### What to do:
Give the lines of the data below as a JSON list of strings, one string per line with blank lines omitted. Begin at the line that contains "of the yellow" and stop after the final line of the data.

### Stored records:
○ ○ ○ ○ ○
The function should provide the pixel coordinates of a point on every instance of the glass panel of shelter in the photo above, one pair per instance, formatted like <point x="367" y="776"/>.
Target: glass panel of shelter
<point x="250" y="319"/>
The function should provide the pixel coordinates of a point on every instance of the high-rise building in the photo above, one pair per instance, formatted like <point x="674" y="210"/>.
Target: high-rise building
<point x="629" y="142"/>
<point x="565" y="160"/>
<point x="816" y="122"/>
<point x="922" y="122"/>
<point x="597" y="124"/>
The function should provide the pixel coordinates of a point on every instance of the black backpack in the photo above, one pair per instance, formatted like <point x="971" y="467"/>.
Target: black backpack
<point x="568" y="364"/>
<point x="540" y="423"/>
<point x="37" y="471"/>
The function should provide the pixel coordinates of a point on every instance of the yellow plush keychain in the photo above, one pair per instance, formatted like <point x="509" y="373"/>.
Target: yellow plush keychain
○ ○ ○ ○ ○
### Completed task:
[
  "The function should provide the pixel coordinates of a point on every instance of the yellow plush keychain in the photo above, one pair per instance, formatted like <point x=\"509\" y=\"373\"/>.",
  "Target: yellow plush keychain"
]